__Assignment__
Please copy every line of the material exactly.
== == ==
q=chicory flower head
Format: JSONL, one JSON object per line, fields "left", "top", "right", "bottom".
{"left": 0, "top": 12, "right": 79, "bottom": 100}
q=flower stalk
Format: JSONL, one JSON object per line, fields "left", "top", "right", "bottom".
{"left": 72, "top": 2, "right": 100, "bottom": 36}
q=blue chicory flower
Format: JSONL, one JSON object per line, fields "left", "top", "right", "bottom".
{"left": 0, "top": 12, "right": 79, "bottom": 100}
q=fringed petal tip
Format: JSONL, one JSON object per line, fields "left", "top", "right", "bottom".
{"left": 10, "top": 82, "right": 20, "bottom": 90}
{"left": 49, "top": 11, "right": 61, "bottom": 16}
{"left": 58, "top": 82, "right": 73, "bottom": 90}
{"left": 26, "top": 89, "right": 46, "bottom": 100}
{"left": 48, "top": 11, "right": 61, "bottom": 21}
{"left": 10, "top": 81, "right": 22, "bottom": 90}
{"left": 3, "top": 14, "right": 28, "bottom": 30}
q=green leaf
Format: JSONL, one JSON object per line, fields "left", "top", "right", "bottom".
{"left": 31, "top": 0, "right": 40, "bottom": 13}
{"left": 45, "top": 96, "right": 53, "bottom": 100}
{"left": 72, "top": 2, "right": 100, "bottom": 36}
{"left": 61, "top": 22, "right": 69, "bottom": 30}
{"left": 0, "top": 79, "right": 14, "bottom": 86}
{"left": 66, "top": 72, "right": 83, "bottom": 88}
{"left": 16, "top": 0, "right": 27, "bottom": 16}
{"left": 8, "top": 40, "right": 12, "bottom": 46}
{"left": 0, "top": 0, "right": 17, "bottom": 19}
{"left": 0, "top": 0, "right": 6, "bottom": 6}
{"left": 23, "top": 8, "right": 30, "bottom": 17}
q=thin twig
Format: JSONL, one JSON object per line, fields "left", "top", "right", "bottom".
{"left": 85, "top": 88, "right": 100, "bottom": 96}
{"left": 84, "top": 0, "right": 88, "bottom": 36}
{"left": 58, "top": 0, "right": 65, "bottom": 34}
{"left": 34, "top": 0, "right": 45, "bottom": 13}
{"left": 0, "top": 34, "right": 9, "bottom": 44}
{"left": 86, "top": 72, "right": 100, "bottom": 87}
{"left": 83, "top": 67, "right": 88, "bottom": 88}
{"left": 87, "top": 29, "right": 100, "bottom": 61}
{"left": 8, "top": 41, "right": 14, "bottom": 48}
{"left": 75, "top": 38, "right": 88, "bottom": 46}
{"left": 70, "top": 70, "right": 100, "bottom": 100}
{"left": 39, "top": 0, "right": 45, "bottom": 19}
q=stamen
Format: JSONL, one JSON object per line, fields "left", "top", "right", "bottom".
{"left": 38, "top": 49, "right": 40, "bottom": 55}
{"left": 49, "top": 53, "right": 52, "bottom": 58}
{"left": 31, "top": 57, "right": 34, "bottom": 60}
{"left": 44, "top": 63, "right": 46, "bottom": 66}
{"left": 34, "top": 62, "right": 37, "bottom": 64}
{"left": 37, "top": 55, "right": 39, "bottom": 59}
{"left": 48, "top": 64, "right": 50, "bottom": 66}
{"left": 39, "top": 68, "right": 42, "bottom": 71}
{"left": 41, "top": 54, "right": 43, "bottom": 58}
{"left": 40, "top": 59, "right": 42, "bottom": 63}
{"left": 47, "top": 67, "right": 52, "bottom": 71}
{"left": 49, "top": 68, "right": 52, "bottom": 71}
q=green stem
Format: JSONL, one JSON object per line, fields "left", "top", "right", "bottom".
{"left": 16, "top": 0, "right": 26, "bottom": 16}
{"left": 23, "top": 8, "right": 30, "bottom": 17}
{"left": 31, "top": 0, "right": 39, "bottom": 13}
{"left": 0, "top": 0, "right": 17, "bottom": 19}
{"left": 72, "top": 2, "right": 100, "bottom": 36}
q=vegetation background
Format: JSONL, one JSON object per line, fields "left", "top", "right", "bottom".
== == ==
__Reply to the task__
q=chicory flower head
Format: JSONL, one JSON object per line, fields "left", "top", "right", "bottom".
{"left": 0, "top": 12, "right": 79, "bottom": 100}
q=flower stalk
Format: JSONL, one JSON object per line, fields "left", "top", "right", "bottom".
{"left": 72, "top": 2, "right": 100, "bottom": 36}
q=blue chicory flower
Format: JSONL, one JSON object per line, fields "left", "top", "right", "bottom".
{"left": 0, "top": 12, "right": 79, "bottom": 100}
q=fringed petal tip
Format: JSONL, one JSON object per line, fields "left", "top", "right", "bottom".
{"left": 10, "top": 82, "right": 20, "bottom": 90}
{"left": 49, "top": 11, "right": 61, "bottom": 16}
{"left": 58, "top": 82, "right": 73, "bottom": 90}
{"left": 26, "top": 89, "right": 46, "bottom": 100}
{"left": 48, "top": 11, "right": 61, "bottom": 21}
{"left": 10, "top": 81, "right": 22, "bottom": 90}
{"left": 3, "top": 14, "right": 28, "bottom": 30}
q=green leaf
Format: JSONL, one JSON object per line, fields "left", "top", "right", "bottom".
{"left": 31, "top": 0, "right": 40, "bottom": 13}
{"left": 45, "top": 96, "right": 53, "bottom": 100}
{"left": 72, "top": 2, "right": 100, "bottom": 36}
{"left": 61, "top": 22, "right": 69, "bottom": 30}
{"left": 0, "top": 79, "right": 14, "bottom": 86}
{"left": 66, "top": 72, "right": 83, "bottom": 88}
{"left": 16, "top": 0, "right": 27, "bottom": 16}
{"left": 8, "top": 40, "right": 12, "bottom": 46}
{"left": 0, "top": 0, "right": 17, "bottom": 19}
{"left": 0, "top": 0, "right": 6, "bottom": 6}
{"left": 23, "top": 8, "right": 30, "bottom": 17}
q=thin twig
Format: JSONL, one JSON object per line, fields "left", "top", "right", "bottom".
{"left": 85, "top": 88, "right": 100, "bottom": 96}
{"left": 84, "top": 0, "right": 88, "bottom": 36}
{"left": 58, "top": 0, "right": 65, "bottom": 34}
{"left": 34, "top": 0, "right": 45, "bottom": 13}
{"left": 0, "top": 34, "right": 9, "bottom": 44}
{"left": 86, "top": 72, "right": 100, "bottom": 87}
{"left": 83, "top": 67, "right": 88, "bottom": 88}
{"left": 87, "top": 29, "right": 100, "bottom": 61}
{"left": 8, "top": 41, "right": 14, "bottom": 48}
{"left": 75, "top": 38, "right": 88, "bottom": 46}
{"left": 70, "top": 70, "right": 100, "bottom": 100}
{"left": 39, "top": 0, "right": 45, "bottom": 19}
q=stamen
Format: JSONL, one JSON object per line, fields "left", "top", "right", "bottom".
{"left": 38, "top": 49, "right": 40, "bottom": 55}
{"left": 49, "top": 53, "right": 52, "bottom": 58}
{"left": 31, "top": 57, "right": 34, "bottom": 60}
{"left": 44, "top": 63, "right": 46, "bottom": 66}
{"left": 34, "top": 62, "right": 37, "bottom": 64}
{"left": 37, "top": 55, "right": 39, "bottom": 59}
{"left": 48, "top": 64, "right": 50, "bottom": 66}
{"left": 39, "top": 68, "right": 42, "bottom": 71}
{"left": 41, "top": 54, "right": 43, "bottom": 58}
{"left": 40, "top": 59, "right": 42, "bottom": 63}
{"left": 47, "top": 67, "right": 52, "bottom": 71}
{"left": 49, "top": 68, "right": 52, "bottom": 71}
q=green stem
Format: JSONL, one JSON object per line, fields "left", "top", "right", "bottom".
{"left": 16, "top": 0, "right": 26, "bottom": 16}
{"left": 23, "top": 8, "right": 30, "bottom": 17}
{"left": 31, "top": 0, "right": 39, "bottom": 13}
{"left": 0, "top": 0, "right": 17, "bottom": 19}
{"left": 72, "top": 2, "right": 100, "bottom": 36}
q=vegetation background
Format: JSONL, one JSON object per line, fields "left", "top", "right", "bottom".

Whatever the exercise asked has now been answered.